▶ _EXERCISE_: Put each line of the records below into a Markdown table with two columns, Row and Line. Number the rows and skip blank lines.
+ + +
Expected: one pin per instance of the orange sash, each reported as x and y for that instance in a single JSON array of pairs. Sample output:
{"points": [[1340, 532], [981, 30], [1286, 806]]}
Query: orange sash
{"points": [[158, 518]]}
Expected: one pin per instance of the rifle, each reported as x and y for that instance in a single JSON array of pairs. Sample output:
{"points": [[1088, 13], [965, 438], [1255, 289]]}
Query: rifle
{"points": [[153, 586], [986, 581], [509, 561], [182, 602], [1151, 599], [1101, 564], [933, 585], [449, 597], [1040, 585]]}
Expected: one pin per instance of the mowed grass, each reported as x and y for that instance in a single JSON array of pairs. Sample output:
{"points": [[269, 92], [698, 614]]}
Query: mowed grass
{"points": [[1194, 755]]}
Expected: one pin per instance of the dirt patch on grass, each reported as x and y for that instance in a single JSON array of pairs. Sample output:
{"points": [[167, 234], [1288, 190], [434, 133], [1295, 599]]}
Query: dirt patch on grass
+ + +
▶ _THE REPLY_:
| Row | Line |
|---|---|
| 1 | Expected: one pin per instance of the orange sash, each reported as x and y for that instance in a single JSON array of pairs. Sample output: |
| 2 | {"points": [[1340, 532], [981, 30], [1286, 806]]} |
| 3 | Query: orange sash |
| 4 | {"points": [[158, 518]]} |
| 5 | Expected: one pin per instance of the rifle, each reported as x and y for that instance in a single JSON array of pairs. Sample output: |
| 6 | {"points": [[1088, 13], [965, 438], [1255, 289]]} |
| 7 | Query: rifle |
| 8 | {"points": [[153, 586], [986, 581], [509, 561], [182, 602], [1151, 599], [1101, 564], [933, 585], [449, 597], [1040, 585]]} |
| 9 | Expected: one pin per instance of the mowed grass, each reported as x and y for that instance in a single JSON array of pairs. Sample output: |
| 10 | {"points": [[269, 92], [698, 614]]} |
| 11 | Query: mowed grass |
| 12 | {"points": [[1194, 755]]} |
| 13 | Expected: one pin per instance of the dirt patch on grass, each reported as x and y for that instance in a single JSON array of pairs. Sample output: |
| 14 | {"points": [[167, 234], [1288, 190], [434, 133], [1295, 599]]} |
| 15 | Query: dirt patch on grass |